Dataset records
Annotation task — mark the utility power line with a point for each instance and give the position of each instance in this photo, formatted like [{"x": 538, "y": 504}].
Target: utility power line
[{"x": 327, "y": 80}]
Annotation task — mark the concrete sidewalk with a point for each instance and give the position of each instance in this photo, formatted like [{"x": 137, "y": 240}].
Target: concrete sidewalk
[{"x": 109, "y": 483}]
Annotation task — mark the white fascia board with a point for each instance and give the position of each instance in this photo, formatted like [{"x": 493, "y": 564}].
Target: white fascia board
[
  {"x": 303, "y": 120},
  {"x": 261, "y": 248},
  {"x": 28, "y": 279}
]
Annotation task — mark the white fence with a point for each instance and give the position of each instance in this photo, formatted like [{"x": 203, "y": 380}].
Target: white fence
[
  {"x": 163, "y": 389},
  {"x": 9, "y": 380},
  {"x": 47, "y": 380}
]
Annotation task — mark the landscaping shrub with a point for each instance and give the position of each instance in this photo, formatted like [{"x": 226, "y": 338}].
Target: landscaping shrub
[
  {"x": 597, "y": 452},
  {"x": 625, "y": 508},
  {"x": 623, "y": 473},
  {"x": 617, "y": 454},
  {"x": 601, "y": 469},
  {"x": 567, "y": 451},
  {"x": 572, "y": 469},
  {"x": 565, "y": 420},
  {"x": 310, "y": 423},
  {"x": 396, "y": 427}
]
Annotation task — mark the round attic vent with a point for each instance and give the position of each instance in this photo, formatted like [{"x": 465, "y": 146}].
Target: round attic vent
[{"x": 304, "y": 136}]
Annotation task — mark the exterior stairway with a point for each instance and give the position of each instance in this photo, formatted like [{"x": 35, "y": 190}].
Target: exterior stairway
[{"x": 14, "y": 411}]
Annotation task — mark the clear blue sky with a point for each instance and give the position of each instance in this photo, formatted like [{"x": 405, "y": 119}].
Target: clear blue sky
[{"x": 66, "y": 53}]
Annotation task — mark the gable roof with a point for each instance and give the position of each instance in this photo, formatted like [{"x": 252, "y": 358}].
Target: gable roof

What you should do
From the entries above, copy every line that holds the word "roof".

Result
Annotation task — mark the gable roof with a point for each instance and give the position of each instance in this photo, formatted like [{"x": 252, "y": 358}].
Target: gable roof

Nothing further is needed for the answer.